AIM:
Rewrite every line of the records below as a numbered list, skipping blank lines and leaving out the pictures.

GIVEN DATA:
══════

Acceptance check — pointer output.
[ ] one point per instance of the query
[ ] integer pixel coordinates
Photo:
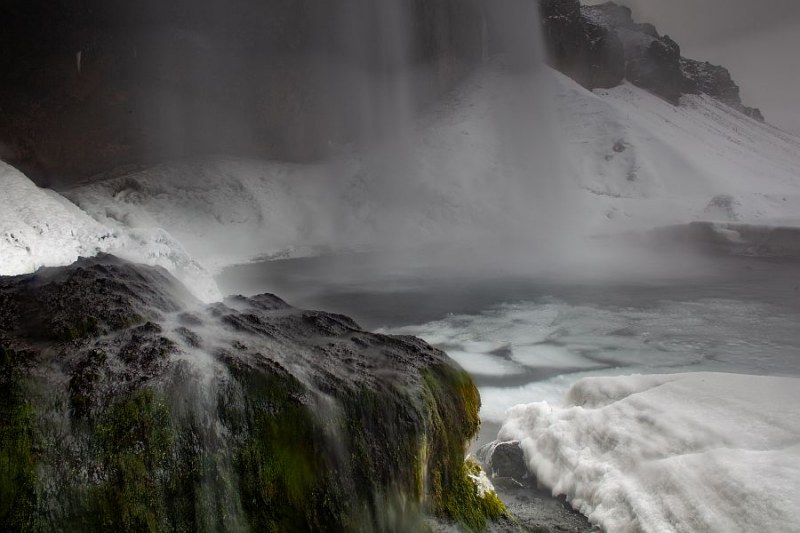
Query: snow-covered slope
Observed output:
(489, 160)
(223, 210)
(642, 162)
(40, 228)
(689, 452)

══════

THE OUTPUT:
1. Acceptance check — pointer output.
2. [ ] one point per instance of the query
3. [ ] integer pixel coordinates
4. Photo:
5. Query: snow-covered slope
6. Observed output:
7. (489, 160)
8. (223, 210)
9. (642, 162)
10. (40, 228)
11. (689, 452)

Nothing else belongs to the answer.